OBJECTIVE ▸ Reproduce the data below word for word, from the line that contains "Would you mind tagging the floor" through the end of the data, leaving out any pictures.

DATA SECTION ▸
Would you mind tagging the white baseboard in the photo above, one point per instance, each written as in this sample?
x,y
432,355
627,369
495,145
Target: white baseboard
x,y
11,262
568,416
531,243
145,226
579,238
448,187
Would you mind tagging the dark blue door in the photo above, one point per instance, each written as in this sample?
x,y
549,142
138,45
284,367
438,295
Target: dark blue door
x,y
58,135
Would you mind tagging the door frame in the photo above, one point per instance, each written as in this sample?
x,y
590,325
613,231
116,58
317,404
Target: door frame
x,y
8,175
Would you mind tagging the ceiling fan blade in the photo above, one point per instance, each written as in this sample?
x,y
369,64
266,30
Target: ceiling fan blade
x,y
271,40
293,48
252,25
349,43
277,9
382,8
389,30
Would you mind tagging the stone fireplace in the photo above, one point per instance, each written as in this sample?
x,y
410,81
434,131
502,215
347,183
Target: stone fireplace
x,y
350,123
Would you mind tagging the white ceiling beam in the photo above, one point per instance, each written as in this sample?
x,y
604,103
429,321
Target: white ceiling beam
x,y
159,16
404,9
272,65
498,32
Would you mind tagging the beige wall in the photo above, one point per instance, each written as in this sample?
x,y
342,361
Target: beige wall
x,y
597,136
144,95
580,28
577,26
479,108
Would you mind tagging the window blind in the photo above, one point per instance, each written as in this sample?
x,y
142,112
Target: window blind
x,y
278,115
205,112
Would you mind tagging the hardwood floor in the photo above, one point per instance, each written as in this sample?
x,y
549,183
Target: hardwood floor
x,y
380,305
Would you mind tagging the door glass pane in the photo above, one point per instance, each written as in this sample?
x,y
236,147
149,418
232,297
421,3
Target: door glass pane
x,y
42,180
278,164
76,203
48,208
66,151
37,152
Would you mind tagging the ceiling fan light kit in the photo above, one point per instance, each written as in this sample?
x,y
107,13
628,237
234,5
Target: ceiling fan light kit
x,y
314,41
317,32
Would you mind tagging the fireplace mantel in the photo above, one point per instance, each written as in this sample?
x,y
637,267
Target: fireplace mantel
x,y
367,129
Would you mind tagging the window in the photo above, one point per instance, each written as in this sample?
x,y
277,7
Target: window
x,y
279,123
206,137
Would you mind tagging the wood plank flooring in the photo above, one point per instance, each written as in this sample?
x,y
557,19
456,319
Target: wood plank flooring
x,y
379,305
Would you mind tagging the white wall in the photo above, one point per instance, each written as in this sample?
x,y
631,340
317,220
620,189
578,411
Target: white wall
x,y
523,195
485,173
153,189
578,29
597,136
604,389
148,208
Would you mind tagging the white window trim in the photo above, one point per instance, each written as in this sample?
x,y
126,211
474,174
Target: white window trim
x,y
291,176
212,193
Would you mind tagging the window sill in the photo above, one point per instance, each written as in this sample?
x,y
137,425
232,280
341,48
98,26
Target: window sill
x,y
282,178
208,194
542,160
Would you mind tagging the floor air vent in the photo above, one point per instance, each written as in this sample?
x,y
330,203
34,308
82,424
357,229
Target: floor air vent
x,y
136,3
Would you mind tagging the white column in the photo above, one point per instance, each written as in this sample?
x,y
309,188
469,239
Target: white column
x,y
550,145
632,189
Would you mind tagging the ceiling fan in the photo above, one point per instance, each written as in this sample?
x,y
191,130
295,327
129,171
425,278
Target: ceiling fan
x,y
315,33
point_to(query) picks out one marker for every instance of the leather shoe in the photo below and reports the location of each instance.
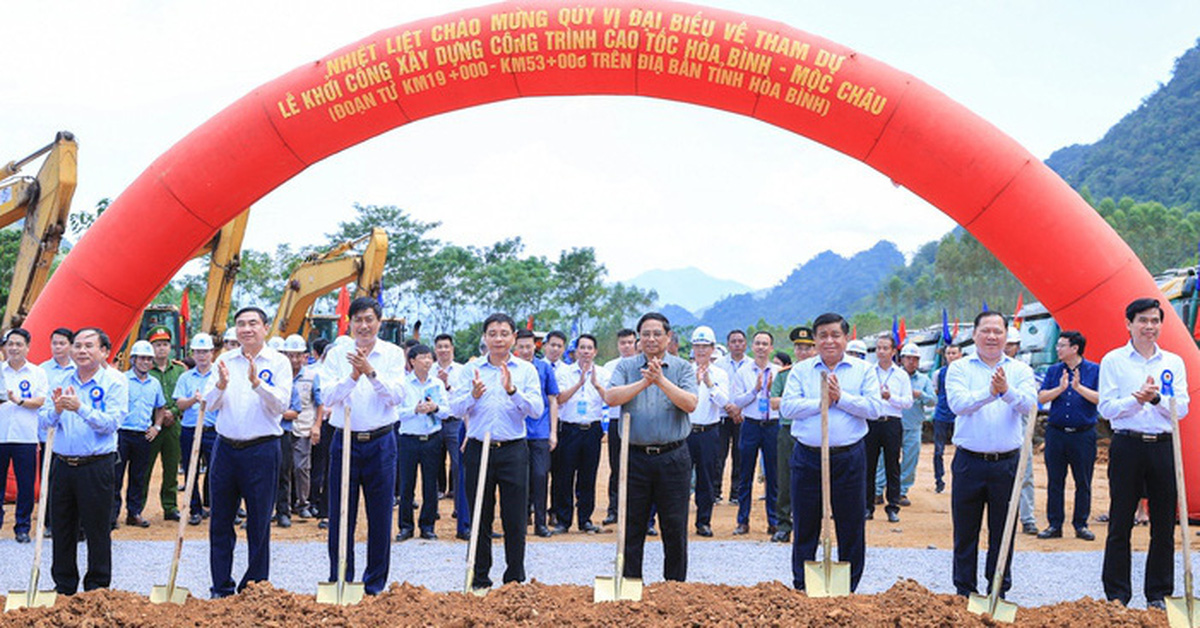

SOLUTION TO THIS PROBLEM ▸
Would you mind tagging the floor air vent in the photo above, one point per instance, each written as in this sample?
x,y
330,203
34,308
82,424
357,229
Target: floor air vent
x,y
136,3
Would you mind tagging the white column in the photo above, one point per instance, each written as in this sample?
x,y
309,188
469,239
Target: white column
x,y
550,145
632,189
Would you mind tagging the ceiling fan in the photo above, one point per instance, each written as in this sample?
x,y
191,130
295,327
129,171
425,278
Target: ceiling fan
x,y
315,33
point_to(query) picks out one marker for every instance of the leather shoe in the photo below and reports the location of each instance.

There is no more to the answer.